- ASSIGNMENT -
Copy out each record below, exactly as given.

- MATERIAL FOR THIS TASK -
=-=-=-=-=

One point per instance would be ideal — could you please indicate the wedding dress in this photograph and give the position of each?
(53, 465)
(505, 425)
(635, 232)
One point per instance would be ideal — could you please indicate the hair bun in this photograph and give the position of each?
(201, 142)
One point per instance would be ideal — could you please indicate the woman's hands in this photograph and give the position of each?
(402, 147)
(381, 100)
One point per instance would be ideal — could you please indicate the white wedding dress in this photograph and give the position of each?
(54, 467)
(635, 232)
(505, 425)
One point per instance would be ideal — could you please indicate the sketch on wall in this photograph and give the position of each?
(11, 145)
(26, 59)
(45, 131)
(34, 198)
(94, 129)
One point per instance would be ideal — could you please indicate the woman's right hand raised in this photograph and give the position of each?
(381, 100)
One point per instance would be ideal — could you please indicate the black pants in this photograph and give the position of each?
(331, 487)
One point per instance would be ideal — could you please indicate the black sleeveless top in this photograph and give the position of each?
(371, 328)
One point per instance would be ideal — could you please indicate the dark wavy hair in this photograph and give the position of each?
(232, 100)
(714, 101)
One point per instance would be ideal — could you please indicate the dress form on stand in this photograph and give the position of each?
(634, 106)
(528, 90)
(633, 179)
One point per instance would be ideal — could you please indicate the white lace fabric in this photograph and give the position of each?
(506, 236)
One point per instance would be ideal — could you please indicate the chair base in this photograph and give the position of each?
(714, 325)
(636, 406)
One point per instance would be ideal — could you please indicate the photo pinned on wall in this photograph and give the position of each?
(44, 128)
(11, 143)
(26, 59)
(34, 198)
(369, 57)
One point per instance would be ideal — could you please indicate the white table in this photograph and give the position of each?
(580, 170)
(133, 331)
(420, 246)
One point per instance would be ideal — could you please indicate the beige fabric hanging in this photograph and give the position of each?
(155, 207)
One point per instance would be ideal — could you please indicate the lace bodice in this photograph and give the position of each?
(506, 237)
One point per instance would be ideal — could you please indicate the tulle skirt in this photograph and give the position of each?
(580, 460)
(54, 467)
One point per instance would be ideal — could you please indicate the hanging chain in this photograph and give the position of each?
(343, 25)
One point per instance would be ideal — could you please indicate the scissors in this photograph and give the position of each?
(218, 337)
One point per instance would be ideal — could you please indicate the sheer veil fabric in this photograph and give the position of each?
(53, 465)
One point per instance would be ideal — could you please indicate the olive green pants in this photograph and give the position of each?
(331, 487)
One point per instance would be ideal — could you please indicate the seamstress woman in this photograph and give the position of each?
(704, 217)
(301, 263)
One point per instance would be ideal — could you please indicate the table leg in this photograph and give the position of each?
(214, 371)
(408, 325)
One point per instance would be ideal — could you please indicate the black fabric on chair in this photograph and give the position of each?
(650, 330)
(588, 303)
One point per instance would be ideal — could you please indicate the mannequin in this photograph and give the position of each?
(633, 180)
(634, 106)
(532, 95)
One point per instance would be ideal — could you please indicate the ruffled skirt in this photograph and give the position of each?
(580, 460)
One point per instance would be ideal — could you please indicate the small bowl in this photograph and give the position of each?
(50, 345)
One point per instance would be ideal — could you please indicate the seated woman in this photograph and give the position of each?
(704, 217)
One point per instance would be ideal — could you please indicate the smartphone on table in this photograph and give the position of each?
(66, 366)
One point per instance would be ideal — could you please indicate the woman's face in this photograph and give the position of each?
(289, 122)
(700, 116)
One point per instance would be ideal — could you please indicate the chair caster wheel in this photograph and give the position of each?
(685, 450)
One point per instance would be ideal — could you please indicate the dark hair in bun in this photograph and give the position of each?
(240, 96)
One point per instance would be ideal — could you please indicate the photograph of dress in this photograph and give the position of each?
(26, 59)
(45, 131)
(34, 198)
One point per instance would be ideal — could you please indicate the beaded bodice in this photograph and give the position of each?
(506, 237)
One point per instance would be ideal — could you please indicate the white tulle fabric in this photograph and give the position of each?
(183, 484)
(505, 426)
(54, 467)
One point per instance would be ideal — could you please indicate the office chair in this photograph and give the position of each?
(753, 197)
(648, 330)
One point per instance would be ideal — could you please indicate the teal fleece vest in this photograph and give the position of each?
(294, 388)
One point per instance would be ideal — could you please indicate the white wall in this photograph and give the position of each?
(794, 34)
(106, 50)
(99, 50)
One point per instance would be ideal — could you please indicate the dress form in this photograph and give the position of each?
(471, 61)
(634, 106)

=-=-=-=-=

- TASK SOLUTION -
One point per instance would be ideal — could you please indicate the wedding dress in this photograph and give the position of each?
(53, 465)
(505, 425)
(635, 232)
One point per instance would be ideal — could you please indicate the hair bun in this photograph and give the position of each?
(201, 142)
One point per instance would be ideal — could you please indicate the woman's hands in this photograph and give the position of each?
(402, 147)
(381, 100)
One point per instance would be ideal — could you please indicate the white wedding dress in this photograph and give the position of each?
(54, 467)
(635, 232)
(505, 425)
One point per instance would be ideal — could you please indicate the sketch on wall in this photograph and give the position of each?
(11, 145)
(26, 59)
(45, 131)
(34, 198)
(94, 129)
One point per instance would be ideal — could you please indicate the woman's right hand raised in this photograph and give the position of each?
(381, 100)
One point per instance would be ideal — could you please indicate the black pants in this photograph and give the position of each?
(331, 487)
One point per instance would be ideal — could you please indicate the black sleeveless top in this photograph and give the position of each?
(371, 328)
One point per instance would be ideal — could you please indicate the dark wavy hair in this photograph and give the position of each?
(232, 100)
(714, 101)
One point per instance would be ideal — could you please indicate the dress form on stand in this photograph and give the position of each?
(634, 106)
(528, 90)
(633, 179)
One point per instance would be ideal — could you please indicate the white lace fabric in this photograph and give the position of each?
(506, 236)
One point per instance would be ideal — could you please indicate the chair base in this photograph and give the position of each?
(714, 325)
(636, 406)
One point per instance would be ideal — could you please indicate the photo pinned on wall in this photograph and give the position of each?
(44, 128)
(11, 143)
(26, 59)
(34, 198)
(369, 57)
One point per instance would be ideal — could you please indicate the white table in this photograph and give the position of each?
(580, 170)
(133, 331)
(420, 246)
One point per instance would be ideal — could you please indicate the beige fabric hanging in this photograph and give the position of each?
(155, 207)
One point per instance would be ideal — could you please indicate the lace bodice in this photograph and give the position of each?
(506, 237)
One point per instance would be ideal — could you please indicate the tulle skirt in this photograph and give the position of each?
(580, 460)
(54, 467)
One point per instance would be ideal — could you please indicate the hanging chain in this photograph and give the position of each?
(343, 25)
One point per instance would be ideal — could you please indicate the scissors in this photograph and give the position of each?
(218, 337)
One point per instance would be ideal — could you please indicate the sheer veil fabric in this photograph and give the position of each?
(53, 465)
One point per instance would be ideal — could you please indicate the olive green pants in this photograph and give the position of each?
(331, 487)
One point per instance would be ideal — could you please indicate the seamstress woman in this photograph and give the position of each?
(704, 217)
(301, 263)
One point per instance would be ideal — could you please indicate the table leg in this photograph and give the position of each?
(214, 371)
(408, 325)
One point per instance would be ideal — could you please indicate the black fabric on chair in this photograph and give the position of each?
(650, 330)
(588, 303)
One point per instance would be ideal — could you please indicate the mannequin in this photograph and give the position of each?
(633, 180)
(634, 106)
(532, 95)
One point per instance would be ideal — could you please indicate the ruffled skirt in this photograph and give the position of each?
(580, 460)
One point per instance would be ideal — could you please indicate the small bowl in this photograph and give the position of each?
(50, 345)
One point per instance would be ideal — could you please indicate the seated woman in this photograph and give the position of each?
(704, 217)
One point per instance would be ideal — could you please indicate the smartphone on table in this photograph and give the position of each?
(66, 366)
One point per instance would be ideal — could you please indicate the woman's face in this photograph and give the position of each?
(289, 122)
(700, 116)
One point per instance would be ideal — could you please indicate the chair caster wheel in this photograph and give the position of each?
(685, 450)
One point per instance would be ideal — could you please indicate the dark hair in bun in this photograph and give the position of each?
(240, 96)
One point per instance would be ideal — could you please indicate the photograph of dress in this photograph and give the position of each?
(26, 59)
(45, 131)
(34, 198)
One point per instance would be ideal — could you please indicate the beaded bodice in this photograph and give the position of each?
(506, 237)
One point per instance would be ideal — could you please indicate the white tulle fabric in this photograph and give the position of each?
(183, 484)
(505, 426)
(54, 467)
One point per instance would be ideal — could you please indicate the office chair in this photograph and give the position of each?
(753, 197)
(648, 330)
One point per instance would be ideal — could you please indicate the teal fleece vest in this photograph and give the position of each?
(294, 388)
One point per instance would be ideal — could you please indicate the white wall in this photograph and give the position of each?
(794, 34)
(106, 50)
(99, 50)
One point per instance would be ideal — could you please indicate the dress form in this photograph and give the position of each?
(471, 61)
(634, 106)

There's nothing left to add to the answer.